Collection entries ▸
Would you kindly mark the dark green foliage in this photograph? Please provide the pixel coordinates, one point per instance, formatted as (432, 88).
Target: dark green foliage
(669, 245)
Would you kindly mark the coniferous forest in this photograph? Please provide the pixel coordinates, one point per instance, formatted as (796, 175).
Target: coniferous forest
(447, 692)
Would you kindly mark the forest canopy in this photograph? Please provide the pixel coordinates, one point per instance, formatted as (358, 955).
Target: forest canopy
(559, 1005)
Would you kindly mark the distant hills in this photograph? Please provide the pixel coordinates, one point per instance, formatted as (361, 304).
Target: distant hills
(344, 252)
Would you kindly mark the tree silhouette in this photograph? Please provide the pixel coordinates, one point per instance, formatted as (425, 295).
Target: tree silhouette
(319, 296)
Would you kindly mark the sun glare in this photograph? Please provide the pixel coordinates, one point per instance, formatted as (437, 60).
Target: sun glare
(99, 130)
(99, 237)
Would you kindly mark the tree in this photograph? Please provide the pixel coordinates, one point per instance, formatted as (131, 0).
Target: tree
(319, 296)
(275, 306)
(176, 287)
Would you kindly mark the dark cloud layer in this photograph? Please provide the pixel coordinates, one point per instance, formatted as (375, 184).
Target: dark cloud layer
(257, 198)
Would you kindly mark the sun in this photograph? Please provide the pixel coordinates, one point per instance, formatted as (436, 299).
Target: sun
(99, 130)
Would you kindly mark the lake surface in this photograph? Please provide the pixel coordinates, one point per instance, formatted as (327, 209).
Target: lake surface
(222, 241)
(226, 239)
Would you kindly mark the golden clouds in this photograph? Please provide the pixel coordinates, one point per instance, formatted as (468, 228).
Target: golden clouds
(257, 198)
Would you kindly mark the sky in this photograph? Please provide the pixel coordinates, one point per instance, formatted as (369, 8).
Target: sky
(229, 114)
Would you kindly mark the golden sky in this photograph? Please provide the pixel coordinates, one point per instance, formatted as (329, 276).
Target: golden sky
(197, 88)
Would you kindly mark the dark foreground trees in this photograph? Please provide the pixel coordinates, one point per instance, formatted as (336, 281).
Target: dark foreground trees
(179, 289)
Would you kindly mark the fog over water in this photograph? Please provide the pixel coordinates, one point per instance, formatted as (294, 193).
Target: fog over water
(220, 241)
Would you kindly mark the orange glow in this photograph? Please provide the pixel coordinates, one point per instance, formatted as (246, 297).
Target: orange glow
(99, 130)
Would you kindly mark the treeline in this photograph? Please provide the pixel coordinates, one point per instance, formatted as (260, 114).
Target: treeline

SET EXERCISE ▸ Write out the lines above precisely as they appear, from the first one to the last.

RESULT FOR THIS EXERCISE ▸
Would you kindly mark the dark green foliage in this photograph? Please provide the pixel coordinates, one point per instance, formatted as (432, 88).
Target: dark green foliage
(669, 245)
Would you kindly mark the coniferous forest in this photograph? Please provide the pixel coordinates, one point per instance, formatted as (796, 175).
Target: coniferous forest
(447, 692)
Would you kindly mark the forest canopy in this photograph? Please provide the pixel coordinates, one point per instance, formatted as (358, 955).
Target: forest canopy
(559, 1005)
Would you kindly mark the distant hills in this photograph? Please provide the pixel coordinates, one point per instance, formatted as (361, 304).
Target: distant hills
(344, 252)
Would you kindly mark the tree silhouette in this photograph? Please provide the pixel coordinates, one point per instance, formatted as (425, 295).
Target: tree silhouette
(319, 296)
Would you kindly mark the sun glare in this photograph? Please provide the pixel coordinates, one point per instance, formatted as (437, 60).
Target: sun glare
(99, 130)
(99, 237)
Would you kindly mark the tree in this photograph? Please provide the pixel coordinates, one point per instance, formatted as (131, 0).
Target: tree
(319, 296)
(275, 306)
(176, 287)
Would you kindly mark the dark cloud layer in this photograph? Please provide the pixel coordinates, one point per instance, formatted as (375, 184).
Target: dark cloud layer
(257, 198)
Would you kindly mark the sun in this photograph? Please provide the pixel coordinates, one point per instance, formatted as (436, 299).
Target: sun
(99, 130)
Would you kindly mark the lake surface in this photograph? Please provide the pixel coordinates, one point per instance, formatted as (327, 209).
Target: lake surface
(222, 241)
(226, 239)
Would you kindly mark the golden clouds in this photograph? Please provide the pixel coordinates, one point per instance, formatted as (468, 228).
Target: golden clouds
(257, 198)
Would you kindly mark the sky in this photograph? Please provide the pixel coordinates, one point per instance, formatted as (369, 8).
Target: sky
(229, 114)
Would you kindly mark the golden sky in this photograph? Please provide the pixel coordinates, one point per instance, formatted as (329, 276).
Target: golden sky
(197, 88)
Would you kindly mark the dark foreground trees in this photograph? Please provide the pixel coordinates, one point per instance, formatted as (336, 281).
Target: dark foreground trees
(179, 289)
Would you kindly mark the fog over water in this photograph? Please provide the pixel coordinates, one point per instance, formatted as (294, 193).
Target: fog over water
(220, 241)
Would you kindly mark the orange glow in this photograph? Please provide the pixel coordinates, one point per instance, formatted as (246, 297).
Target: orange glow
(99, 130)
Would you kindly mark the treeline in this photograph? Please provide the pixel coordinates, one point per instance, formatted as (260, 114).
Target: treeline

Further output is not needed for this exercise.